— DOCUMENT SEGMENT —
BEGIN

“Parenthood” fans are on the edge of their seats waiting to see if Joel and Julia go through with the adoption of Victor. The season finale airs Tuesday, Jan. 22, on NBC. A preview posted on the official "Parenthood" website makes it look like the adoption is still a go, though Julia has been struggling with the decision for the past several episodes.
Like many couples, Joel and Julia decided to pursue adoption after dealing with infertility issues. Last season focused on their relationship with an expectant mother, Zoe. Joel, Julia and their young daughter were all heartbroken when Zoe decided to keep the baby after his birth. They decided to try another route and nine-year-old Victor moved in as a foster to adopt placement.
According to the American Academy of Child and Adolescent Psychiatry, adopted children often exhibit behavior problems, such as defiance, disrespect and aggression, as a result of the trauma they experienced. Victor's adjustment to the family has been difficult. Julia almost called it quits when he threw a bat at their daughter, Sydney. Victor has also continually rejected Julia's attempts to connect with him, making her wonder if she's the right mother for him.

END

Referring expression data
BEGIN

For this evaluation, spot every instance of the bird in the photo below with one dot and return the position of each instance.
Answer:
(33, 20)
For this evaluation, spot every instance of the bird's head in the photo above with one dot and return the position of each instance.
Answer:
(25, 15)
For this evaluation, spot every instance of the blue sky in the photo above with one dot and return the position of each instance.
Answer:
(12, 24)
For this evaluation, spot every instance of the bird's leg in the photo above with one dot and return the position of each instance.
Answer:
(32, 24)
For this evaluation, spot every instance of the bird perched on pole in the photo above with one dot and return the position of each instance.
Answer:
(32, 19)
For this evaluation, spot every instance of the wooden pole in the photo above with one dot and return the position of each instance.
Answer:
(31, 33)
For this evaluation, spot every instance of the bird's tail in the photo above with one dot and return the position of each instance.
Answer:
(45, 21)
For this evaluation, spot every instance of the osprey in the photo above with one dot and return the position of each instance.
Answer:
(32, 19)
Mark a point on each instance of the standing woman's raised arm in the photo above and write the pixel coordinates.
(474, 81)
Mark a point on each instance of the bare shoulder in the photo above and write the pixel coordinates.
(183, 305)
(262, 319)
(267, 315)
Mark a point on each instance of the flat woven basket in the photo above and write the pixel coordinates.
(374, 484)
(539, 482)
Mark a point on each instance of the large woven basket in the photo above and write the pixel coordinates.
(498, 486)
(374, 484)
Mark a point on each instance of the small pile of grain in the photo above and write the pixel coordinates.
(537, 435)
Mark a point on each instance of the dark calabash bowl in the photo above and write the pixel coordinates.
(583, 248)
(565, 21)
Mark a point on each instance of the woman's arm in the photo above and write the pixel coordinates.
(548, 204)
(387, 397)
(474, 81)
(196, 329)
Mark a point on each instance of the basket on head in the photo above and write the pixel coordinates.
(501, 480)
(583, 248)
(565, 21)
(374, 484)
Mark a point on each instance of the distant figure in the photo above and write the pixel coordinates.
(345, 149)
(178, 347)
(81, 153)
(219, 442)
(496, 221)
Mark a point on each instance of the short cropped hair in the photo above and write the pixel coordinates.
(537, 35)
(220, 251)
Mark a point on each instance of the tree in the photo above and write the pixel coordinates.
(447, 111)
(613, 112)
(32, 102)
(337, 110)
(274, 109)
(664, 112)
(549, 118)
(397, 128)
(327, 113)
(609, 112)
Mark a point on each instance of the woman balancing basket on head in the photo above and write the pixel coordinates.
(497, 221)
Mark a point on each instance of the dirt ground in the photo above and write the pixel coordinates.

END

— REQUIRED ACTION A —
Rewrite the paragraph of the "Parenthood" article that begins "Like many couples, Joel and Julia" as a short bulleted list that keeps its main facts.
— REQUIRED ACTION B —
Carry on the "Parenthood" article from the end of its last paragraph.
The listing has nothing to do with the work that comes next.

— ANSWER BOX A —
- Joel and Julia turned to adoption after dealing with infertility.
- Last season centered on their relationship with Zoe, an expectant mother.
- Zoe kept the baby after his birth, which left Joel, Julia and their young daughter heartbroken.
- They tried another route, and nine-year-old Victor moved in as a foster-to-adopt placement.

— ANSWER BOX B —
Corey Waters founded the Early Trauma and Attachment Annual Meeting for mothers of children who have mental health, behavioral and attachment issues as a result of trauma. Most of the mothers have adopted children. Corey said Julia would fit right in.
Waters is pleased with how “Parenthood” has portrayed older child adoption so far. She said,
“As an adoptive parent of older children, I am holding my breath as I watch this storyline unfold... partly because the show is, so far, doing justice to the topic of older child adoption, and partly because I am afraid that it will get wrapped up with a pretty bow on top. I am a longtime fan of 'Parenthood', but the fact of the matter is, the guy doesn't always get the girl. Drug addicts do not always recover. Marriages do not always survive infidelity. Women do not always survive breast cancer. And children do not always recover from the effects of early trauma and abuse. To deny these truths may make us feel good and thus make for good television, but they do not do justice to the difficult topics at hand. I would hate to see any family enter into older child adoption thinking everything will turn out okay, when the sad fact is, it very often does not."
Adoptive mother, Anya Monroe, agrees that the writers and actors are doing a great job portraying older child adoption so far. In fact, Anya has turned off her TV saying the show is
“too real to watch.”
Tune in to NBC on Jan. 22 for the season finale of “Parenthood,” titled “Because You’re My Sister.”